Though the entries contain pictures, the copy you make should hold only the rest, exactly as written.

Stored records
========================
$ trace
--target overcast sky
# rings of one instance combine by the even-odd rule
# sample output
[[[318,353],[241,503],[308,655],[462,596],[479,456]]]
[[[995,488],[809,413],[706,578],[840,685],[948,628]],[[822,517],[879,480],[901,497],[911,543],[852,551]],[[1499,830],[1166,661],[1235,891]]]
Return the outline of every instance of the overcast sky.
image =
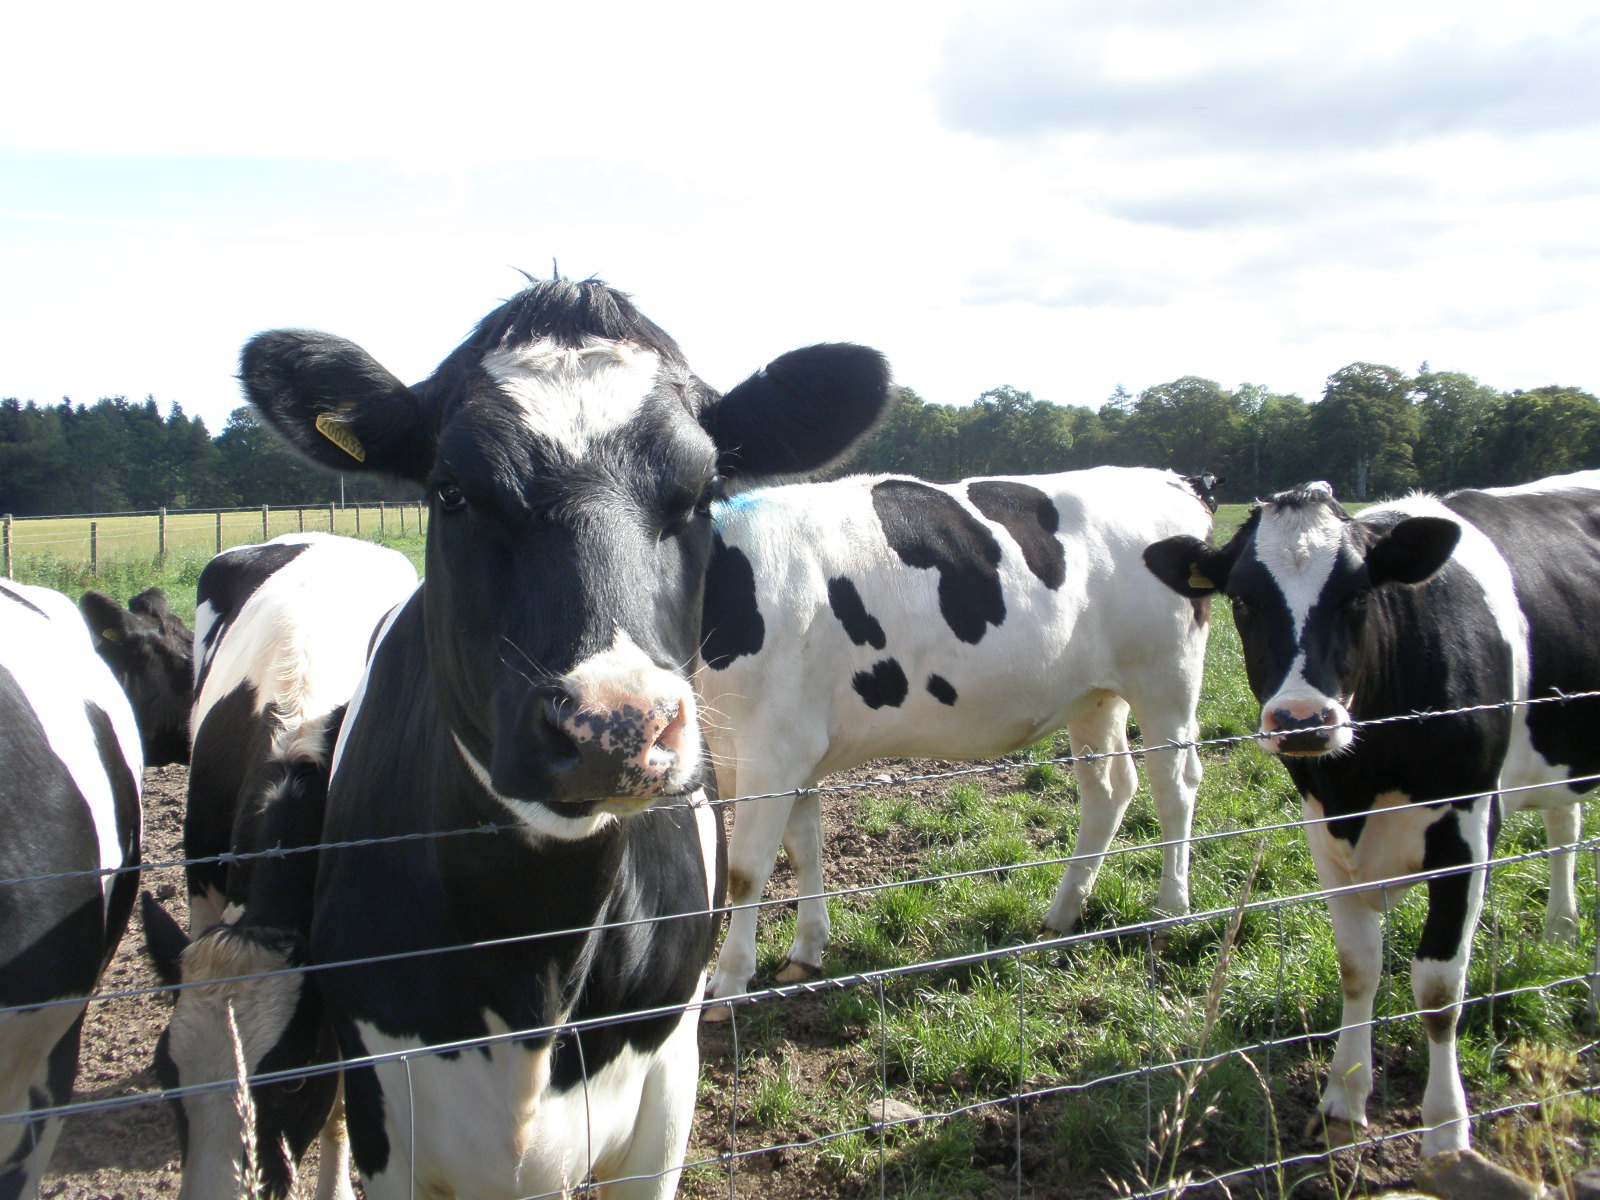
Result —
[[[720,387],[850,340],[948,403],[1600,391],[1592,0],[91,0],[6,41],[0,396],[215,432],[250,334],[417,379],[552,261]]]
========================
*YOUR RESPONSE*:
$ trace
--target overcast sky
# rings of one instance combine by the even-odd rule
# sample output
[[[318,353],[241,503],[308,655],[462,596],[479,456]]]
[[[995,488],[809,413],[706,578],[840,685],[948,628]],[[822,517],[879,480],[901,497],[911,543],[852,551]],[[1499,830],[1166,661],[1235,891]]]
Return the outline of every instance of the overcast sky.
image =
Result —
[[[720,387],[850,340],[948,403],[1600,391],[1592,0],[91,0],[6,41],[0,396],[215,432],[250,334],[417,379],[552,261]]]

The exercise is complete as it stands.